Point-per-instance localization data

++++++++++

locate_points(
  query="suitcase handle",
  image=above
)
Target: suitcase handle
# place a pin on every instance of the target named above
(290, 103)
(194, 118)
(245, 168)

++++++++++

Task item: The lines above that hold the string "handle" are to be located and copied.

Answer section:
  query="suitcase handle",
Target: suitcase handle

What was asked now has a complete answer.